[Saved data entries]
= = =
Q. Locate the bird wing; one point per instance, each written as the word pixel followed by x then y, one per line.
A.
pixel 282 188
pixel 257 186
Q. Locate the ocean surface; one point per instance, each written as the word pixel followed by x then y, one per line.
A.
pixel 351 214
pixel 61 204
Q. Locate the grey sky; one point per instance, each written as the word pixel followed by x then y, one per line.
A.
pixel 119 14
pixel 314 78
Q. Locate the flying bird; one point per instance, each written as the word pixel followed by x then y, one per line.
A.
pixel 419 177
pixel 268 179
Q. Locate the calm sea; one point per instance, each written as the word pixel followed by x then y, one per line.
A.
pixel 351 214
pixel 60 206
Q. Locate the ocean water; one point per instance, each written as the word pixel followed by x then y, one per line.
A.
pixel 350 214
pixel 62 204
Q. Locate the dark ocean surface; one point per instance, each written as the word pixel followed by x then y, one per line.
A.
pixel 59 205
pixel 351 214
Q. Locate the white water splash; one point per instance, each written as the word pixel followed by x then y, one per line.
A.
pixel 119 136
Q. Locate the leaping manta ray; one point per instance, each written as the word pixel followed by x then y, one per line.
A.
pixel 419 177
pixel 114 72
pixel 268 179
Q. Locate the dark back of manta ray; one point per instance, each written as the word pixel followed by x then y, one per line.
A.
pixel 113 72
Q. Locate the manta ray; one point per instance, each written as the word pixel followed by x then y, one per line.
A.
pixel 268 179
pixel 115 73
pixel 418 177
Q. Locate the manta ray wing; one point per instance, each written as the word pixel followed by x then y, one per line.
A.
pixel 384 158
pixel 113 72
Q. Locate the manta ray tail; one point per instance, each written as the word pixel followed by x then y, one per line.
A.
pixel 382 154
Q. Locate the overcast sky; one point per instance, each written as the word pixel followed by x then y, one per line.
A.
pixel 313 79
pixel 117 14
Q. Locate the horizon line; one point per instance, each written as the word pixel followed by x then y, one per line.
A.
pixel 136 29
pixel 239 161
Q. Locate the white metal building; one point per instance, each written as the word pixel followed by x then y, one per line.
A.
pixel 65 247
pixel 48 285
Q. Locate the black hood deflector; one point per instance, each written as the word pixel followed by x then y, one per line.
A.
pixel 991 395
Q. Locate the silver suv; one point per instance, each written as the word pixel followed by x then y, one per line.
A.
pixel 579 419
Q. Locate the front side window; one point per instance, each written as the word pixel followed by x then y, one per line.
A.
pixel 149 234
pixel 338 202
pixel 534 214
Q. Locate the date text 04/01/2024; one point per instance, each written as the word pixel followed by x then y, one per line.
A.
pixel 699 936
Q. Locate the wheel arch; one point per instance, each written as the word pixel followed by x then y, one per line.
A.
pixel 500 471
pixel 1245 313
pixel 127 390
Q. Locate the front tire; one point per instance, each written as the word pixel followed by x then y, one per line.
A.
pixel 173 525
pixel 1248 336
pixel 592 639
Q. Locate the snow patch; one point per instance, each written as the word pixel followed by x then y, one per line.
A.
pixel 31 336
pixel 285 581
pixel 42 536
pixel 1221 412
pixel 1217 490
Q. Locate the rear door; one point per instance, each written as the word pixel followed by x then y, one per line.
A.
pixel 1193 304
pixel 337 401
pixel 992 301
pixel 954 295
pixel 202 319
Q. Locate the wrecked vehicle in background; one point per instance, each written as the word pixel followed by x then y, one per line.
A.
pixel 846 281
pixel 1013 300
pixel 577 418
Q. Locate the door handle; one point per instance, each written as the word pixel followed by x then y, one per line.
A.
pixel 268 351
= = =
## EXERCISE INSTRUCTIONS
Can you write out these lines again, replacing "Locate" with "Mark" and keeping everything else the same?

## WORKED SOLUTION
Q. Mark the bird wing; one point per instance, each written as the word pixel followed by x then y, one per line.
A.
pixel 282 188
pixel 257 186
Q. Mark the ocean surface; one point per instance, each written as the word pixel followed by x then y, one per line.
A.
pixel 351 214
pixel 61 204
Q. Mark the grey sky; one point per instance, each written as the word pixel followed by x then y, one per line.
A.
pixel 119 14
pixel 314 78
Q. Mark the flying bird; one point per instance, each written as the word pixel followed by x then y, one per line.
A.
pixel 419 177
pixel 268 179
Q. Mark the calm sea; one point per instance, each written as the word pixel followed by x then y, one per line.
A.
pixel 351 214
pixel 60 206
Q. Mark the ocean water; one point per instance, each written as the word pixel followed by x then y, one per line.
A.
pixel 350 214
pixel 62 204
Q. Mark the dark ocean surface; one point per instance, each written as the word pixel followed by x then y, one per line.
A.
pixel 59 205
pixel 351 214
Q. Mark the white water splash; one point per instance, each written as the word pixel followed by x then y, one per line.
A.
pixel 119 136
Q. Mark the leaping manta ray; one point per instance, each written as the word pixel followed by x then y, one per line.
A.
pixel 419 177
pixel 114 72
pixel 268 179
Q. Mark the dark back of manta ray; one point per instance, each written as the word pixel followed by x then y, one per line.
A.
pixel 113 72
Q. Mark the manta ray; one point per instance, each written as the word pixel followed by x then y, one per line.
A.
pixel 268 179
pixel 115 73
pixel 418 177
Q. Mark the manta ray wing; one point per instance, each written as the word pixel followed by x then y, one per line.
A.
pixel 384 158
pixel 113 72
Q. Mark the manta ray tail; one point per instance, each written as the word pixel followed by x then y, one per line.
A.
pixel 382 154
Q. Mark the overcast sky; one point per instance, each written as the word pixel followed by x then y, one per line.
A.
pixel 313 79
pixel 117 14
Q. Mark the horizon line; one point per instance, each written as the word pixel followed by x then y, one per line.
A.
pixel 136 29
pixel 239 161
Q. Mark the white metal building; one point per instance, each written as the word pixel followed by x then y, one per line.
A.
pixel 65 247
pixel 48 285
Q. Mark the black hood deflector; one point per instance, each written as the word pixel followed by x then y, one per line.
A.
pixel 991 395
Q. Mark the silver suv; one point per instance, each written as the word pixel followed by x then y, one per line.
A.
pixel 579 419
Q. Mark the front side window; one point per instance, each written as the word pixel followed by x then y, one per line.
A.
pixel 149 234
pixel 338 202
pixel 534 214
Q. Mark the date text 04/01/2024; one point per instance, each written as the word pixel followed by x then y, one per line.
A.
pixel 699 936
Q. Mark the wheel arch; one point per instance, each written as the word pixel followed by x then y, one per line.
A.
pixel 500 471
pixel 1245 313
pixel 127 390
Q. Mark the front tire; one point per instance, each written as the word pixel followed by x then y, one per line.
A.
pixel 173 525
pixel 1248 336
pixel 592 639
Q. Mark the snow patch; one point per instance, each written as the word pixel followed by x then y, one per line.
A.
pixel 31 336
pixel 285 581
pixel 42 536
pixel 1221 412
pixel 1217 490
Q. Mark the rear door; one point per instance, each written as the word pixel followed by x then y, one per line.
A.
pixel 1193 304
pixel 337 401
pixel 992 301
pixel 954 295
pixel 202 319
Q. Mark the wrecked vehicle in background; one point per instance, each written as the word pixel followed by x then y, one per line.
A.
pixel 846 281
pixel 1013 300
pixel 577 418
Q. Mark the door handle; one point per instance, each written as the word pixel followed by x then y, one per line.
A.
pixel 268 351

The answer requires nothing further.